» **Lista de tarefas**:
- A) Resuma o trecho citado em duas frases.
- B) Responda com base no trecho citado:
(i) Quantos poemas de Valdelice foram traduzidos?
(ii) Quais pintores tiveram imagens usadas como ilustração?
(iii) O que a matéria traz na introdução?
- C) Atualize o trecho citado, começando em "Com o título" e seguindo até "poeta era jovem.", com "foto" substituído por "fotografia".

» **Trecho citado**:
Poesia de Valdelice Pinheiro
É Publicada na Espanha  com
Tradução de A. P. Alencart



Com o título de “Bautismo y Otros Poemas/Batismo e Outros Poemas ”, o poeta peruano-espanhol Alfredo Perez Alencart  traduziu cinco poemas de Valdelice  Soares Pinheiro, que foram publicados no jornal  “Protestante Digital”, em edição de 10 de janeiro deste ano. Os poemas de Valdelice foram ilustrados com imagens dos pintores Tintoretto,  Nicolás  Maes e Picasso e são os seguintes: “El Bautismo de Cristo/Batismo de Cristo”, “Creación/ Criação”, “Poema para la Natividad/Poema de Natal”, “Paz/Paz” e “Se yo te digo adiós/Se eu te disser adeus”. Além disso, a matéria sobre a autora itabunense   traz na introdução uma foto  grande quando a poeta era jovem.

» **Material fornecido**:
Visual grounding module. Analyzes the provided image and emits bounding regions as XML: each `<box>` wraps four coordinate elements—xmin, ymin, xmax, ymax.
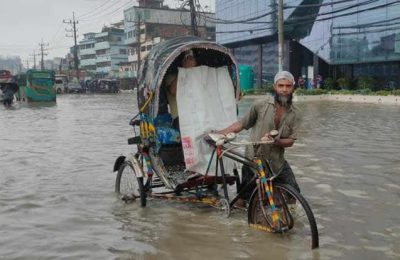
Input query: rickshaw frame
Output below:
<box><xmin>114</xmin><ymin>36</ymin><xmax>318</xmax><ymax>248</ymax></box>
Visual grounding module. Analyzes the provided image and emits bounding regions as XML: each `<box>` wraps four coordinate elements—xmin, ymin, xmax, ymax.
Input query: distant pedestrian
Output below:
<box><xmin>297</xmin><ymin>76</ymin><xmax>306</xmax><ymax>89</ymax></box>
<box><xmin>317</xmin><ymin>74</ymin><xmax>322</xmax><ymax>88</ymax></box>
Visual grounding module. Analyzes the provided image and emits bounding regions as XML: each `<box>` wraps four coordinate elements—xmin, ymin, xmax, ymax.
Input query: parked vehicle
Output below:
<box><xmin>55</xmin><ymin>75</ymin><xmax>68</xmax><ymax>94</ymax></box>
<box><xmin>19</xmin><ymin>70</ymin><xmax>56</xmax><ymax>102</ymax></box>
<box><xmin>0</xmin><ymin>70</ymin><xmax>19</xmax><ymax>107</ymax></box>
<box><xmin>88</xmin><ymin>79</ymin><xmax>119</xmax><ymax>93</ymax></box>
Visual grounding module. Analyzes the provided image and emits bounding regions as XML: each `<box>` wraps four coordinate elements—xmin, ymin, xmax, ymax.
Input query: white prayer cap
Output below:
<box><xmin>274</xmin><ymin>70</ymin><xmax>295</xmax><ymax>85</ymax></box>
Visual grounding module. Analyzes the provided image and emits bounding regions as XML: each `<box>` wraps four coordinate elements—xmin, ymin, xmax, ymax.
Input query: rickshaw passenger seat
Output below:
<box><xmin>154</xmin><ymin>113</ymin><xmax>181</xmax><ymax>144</ymax></box>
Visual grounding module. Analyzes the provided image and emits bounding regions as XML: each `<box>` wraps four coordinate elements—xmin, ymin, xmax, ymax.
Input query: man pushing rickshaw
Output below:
<box><xmin>114</xmin><ymin>36</ymin><xmax>318</xmax><ymax>248</ymax></box>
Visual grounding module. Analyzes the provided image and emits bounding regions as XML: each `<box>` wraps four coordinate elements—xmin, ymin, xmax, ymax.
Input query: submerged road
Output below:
<box><xmin>0</xmin><ymin>93</ymin><xmax>400</xmax><ymax>259</ymax></box>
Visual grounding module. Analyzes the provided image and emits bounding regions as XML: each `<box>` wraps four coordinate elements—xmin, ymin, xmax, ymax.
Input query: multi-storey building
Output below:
<box><xmin>216</xmin><ymin>0</ymin><xmax>400</xmax><ymax>87</ymax></box>
<box><xmin>78</xmin><ymin>33</ymin><xmax>96</xmax><ymax>76</ymax></box>
<box><xmin>94</xmin><ymin>25</ymin><xmax>128</xmax><ymax>78</ymax></box>
<box><xmin>124</xmin><ymin>0</ymin><xmax>215</xmax><ymax>76</ymax></box>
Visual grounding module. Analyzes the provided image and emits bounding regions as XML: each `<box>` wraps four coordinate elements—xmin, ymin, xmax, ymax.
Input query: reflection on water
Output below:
<box><xmin>0</xmin><ymin>94</ymin><xmax>400</xmax><ymax>259</ymax></box>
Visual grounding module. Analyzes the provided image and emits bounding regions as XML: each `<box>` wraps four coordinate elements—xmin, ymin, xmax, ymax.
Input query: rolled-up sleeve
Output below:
<box><xmin>239</xmin><ymin>101</ymin><xmax>258</xmax><ymax>130</ymax></box>
<box><xmin>289</xmin><ymin>107</ymin><xmax>302</xmax><ymax>140</ymax></box>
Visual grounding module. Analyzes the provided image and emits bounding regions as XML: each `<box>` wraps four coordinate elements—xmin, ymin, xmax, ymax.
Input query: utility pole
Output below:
<box><xmin>63</xmin><ymin>12</ymin><xmax>79</xmax><ymax>81</ymax></box>
<box><xmin>278</xmin><ymin>0</ymin><xmax>285</xmax><ymax>71</ymax></box>
<box><xmin>39</xmin><ymin>39</ymin><xmax>49</xmax><ymax>70</ymax></box>
<box><xmin>24</xmin><ymin>59</ymin><xmax>29</xmax><ymax>70</ymax></box>
<box><xmin>136</xmin><ymin>13</ymin><xmax>142</xmax><ymax>77</ymax></box>
<box><xmin>29</xmin><ymin>51</ymin><xmax>36</xmax><ymax>70</ymax></box>
<box><xmin>189</xmin><ymin>0</ymin><xmax>198</xmax><ymax>36</ymax></box>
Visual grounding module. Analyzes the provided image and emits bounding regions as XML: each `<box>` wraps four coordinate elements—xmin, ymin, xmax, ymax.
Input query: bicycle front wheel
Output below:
<box><xmin>248</xmin><ymin>184</ymin><xmax>319</xmax><ymax>249</ymax></box>
<box><xmin>115</xmin><ymin>161</ymin><xmax>146</xmax><ymax>207</ymax></box>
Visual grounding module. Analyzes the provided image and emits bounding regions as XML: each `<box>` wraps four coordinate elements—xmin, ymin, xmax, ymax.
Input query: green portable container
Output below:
<box><xmin>239</xmin><ymin>65</ymin><xmax>254</xmax><ymax>93</ymax></box>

» **Soluções**:
- A) O poeta peruano-espanhol Alfredo Perez Alencart traduziu cinco poemas de Valdelice Soares Pinheiro, publicados no jornal “Protestante Digital” na edição de 10 de janeiro sob o título “Bautismo y Otros Poemas/Batismo e Outros Poemas”. Os poemas foram ilustrados com imagens de Tintoretto, Nicolás Maes e Picasso, e a matéria traz na introdução uma foto grande da autora quando jovem.

- B)
(i) Cinco poemas.
(ii) Tintoretto, Nicolás Maes e Picasso.
(iii) Uma foto grande da poeta quando jovem.

- C)
Com o título de “Bautismo y Otros Poemas/Batismo e Outros Poemas ”, o poeta peruano-espanhol Alfredo Perez Alencart  traduziu cinco poemas de Valdelice  Soares Pinheiro, que foram publicados no jornal  “Protestante Digital”, em edição de 10 de janeiro deste ano. Os poemas de Valdelice foram ilustrados com imagens dos pintores Tintoretto,  Nicolás  Maes e Picasso e são os seguintes: “El Bautismo de Cristo/Batismo de Cristo”, “Creación/ Criação”, “Poema para la Natividad/Poema de Natal”, “Paz/Paz” e “Se yo te digo adiós/Se eu te disser adeus”. Além disso, a matéria sobre a autora itabunense   traz na introdução uma fotografia  grande quando a poeta era jovem.